The answer must consist of every line in the data that contains "region".

--------------------------------

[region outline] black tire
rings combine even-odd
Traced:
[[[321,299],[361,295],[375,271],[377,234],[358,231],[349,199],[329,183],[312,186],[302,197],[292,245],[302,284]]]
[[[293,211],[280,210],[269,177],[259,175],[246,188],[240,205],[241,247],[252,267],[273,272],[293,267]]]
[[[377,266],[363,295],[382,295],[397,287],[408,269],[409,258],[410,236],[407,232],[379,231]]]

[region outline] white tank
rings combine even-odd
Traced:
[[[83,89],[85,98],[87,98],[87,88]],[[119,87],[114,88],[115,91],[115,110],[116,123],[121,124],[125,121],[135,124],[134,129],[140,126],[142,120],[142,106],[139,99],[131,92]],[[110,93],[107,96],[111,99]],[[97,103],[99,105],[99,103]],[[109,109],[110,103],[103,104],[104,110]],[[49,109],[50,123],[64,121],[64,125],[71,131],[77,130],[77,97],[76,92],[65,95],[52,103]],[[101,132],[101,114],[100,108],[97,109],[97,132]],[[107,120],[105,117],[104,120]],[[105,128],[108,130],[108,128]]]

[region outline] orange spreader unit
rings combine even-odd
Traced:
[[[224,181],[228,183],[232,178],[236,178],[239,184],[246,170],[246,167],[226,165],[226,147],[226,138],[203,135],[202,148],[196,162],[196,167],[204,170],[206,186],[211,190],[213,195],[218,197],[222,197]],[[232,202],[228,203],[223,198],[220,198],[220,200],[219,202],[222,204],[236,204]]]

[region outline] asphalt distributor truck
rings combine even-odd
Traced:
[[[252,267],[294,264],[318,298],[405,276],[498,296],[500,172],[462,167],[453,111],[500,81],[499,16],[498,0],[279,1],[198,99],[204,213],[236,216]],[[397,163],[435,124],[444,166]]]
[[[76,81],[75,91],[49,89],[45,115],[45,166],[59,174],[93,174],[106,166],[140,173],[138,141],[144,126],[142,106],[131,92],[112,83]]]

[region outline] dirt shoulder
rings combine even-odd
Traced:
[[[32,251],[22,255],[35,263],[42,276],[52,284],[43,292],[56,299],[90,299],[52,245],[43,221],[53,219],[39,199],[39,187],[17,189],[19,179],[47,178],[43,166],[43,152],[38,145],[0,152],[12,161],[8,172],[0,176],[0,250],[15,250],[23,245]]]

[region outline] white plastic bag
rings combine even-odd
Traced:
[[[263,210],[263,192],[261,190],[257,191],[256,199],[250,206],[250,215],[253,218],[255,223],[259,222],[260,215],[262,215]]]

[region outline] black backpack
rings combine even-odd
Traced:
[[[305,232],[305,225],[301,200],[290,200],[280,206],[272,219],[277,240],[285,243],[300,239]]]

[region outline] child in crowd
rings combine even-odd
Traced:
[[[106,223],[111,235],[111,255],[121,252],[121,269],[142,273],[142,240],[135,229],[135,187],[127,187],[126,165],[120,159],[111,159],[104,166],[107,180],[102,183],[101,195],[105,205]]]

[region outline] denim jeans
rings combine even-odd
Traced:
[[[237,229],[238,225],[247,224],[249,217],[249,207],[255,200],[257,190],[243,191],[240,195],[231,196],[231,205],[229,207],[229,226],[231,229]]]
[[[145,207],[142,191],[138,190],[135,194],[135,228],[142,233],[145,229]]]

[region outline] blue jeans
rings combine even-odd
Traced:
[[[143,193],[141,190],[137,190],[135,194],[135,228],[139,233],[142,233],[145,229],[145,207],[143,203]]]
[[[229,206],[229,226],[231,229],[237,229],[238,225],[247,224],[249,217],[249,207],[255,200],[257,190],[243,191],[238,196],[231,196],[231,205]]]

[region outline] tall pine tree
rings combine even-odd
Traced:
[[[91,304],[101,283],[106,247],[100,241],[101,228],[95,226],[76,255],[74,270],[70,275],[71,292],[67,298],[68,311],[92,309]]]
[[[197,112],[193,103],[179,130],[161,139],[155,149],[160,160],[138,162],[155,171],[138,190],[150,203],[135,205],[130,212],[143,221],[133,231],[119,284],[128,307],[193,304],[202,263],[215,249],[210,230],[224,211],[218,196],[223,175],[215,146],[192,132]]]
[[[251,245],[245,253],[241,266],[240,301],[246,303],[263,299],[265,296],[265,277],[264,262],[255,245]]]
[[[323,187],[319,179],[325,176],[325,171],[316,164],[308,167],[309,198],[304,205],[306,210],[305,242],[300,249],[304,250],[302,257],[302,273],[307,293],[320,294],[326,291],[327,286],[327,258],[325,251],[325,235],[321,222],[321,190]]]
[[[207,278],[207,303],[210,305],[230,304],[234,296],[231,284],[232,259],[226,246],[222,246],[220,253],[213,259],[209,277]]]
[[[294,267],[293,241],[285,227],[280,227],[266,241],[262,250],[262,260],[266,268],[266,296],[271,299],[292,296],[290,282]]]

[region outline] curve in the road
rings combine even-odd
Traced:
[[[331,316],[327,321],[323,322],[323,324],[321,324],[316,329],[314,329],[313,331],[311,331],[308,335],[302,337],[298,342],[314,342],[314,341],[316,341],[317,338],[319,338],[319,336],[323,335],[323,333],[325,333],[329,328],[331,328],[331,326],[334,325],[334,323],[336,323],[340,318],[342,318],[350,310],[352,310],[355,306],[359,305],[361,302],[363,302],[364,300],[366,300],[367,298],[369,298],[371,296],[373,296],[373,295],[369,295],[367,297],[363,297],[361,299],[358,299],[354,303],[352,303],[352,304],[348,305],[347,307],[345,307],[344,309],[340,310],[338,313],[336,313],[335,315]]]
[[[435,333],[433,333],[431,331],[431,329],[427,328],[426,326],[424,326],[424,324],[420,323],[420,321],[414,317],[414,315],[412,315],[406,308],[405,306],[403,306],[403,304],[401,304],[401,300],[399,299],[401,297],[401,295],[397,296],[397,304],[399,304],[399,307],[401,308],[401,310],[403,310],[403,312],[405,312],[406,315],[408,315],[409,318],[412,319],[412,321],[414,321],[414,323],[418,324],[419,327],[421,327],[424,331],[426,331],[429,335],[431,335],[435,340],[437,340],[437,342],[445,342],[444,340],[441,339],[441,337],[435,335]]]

--------------------------------

• Exercise result:
[region outline] black tire
[region outline] white tank
[region outline] orange spreader unit
[region outline] asphalt distributor truck
[region outline] dirt shoulder
[region outline] white plastic bag
[region outline] black backpack
[region outline] child in crowd
[region outline] denim jeans
[region outline] blue jeans
[region outline] tall pine tree
[region outline] curve in the road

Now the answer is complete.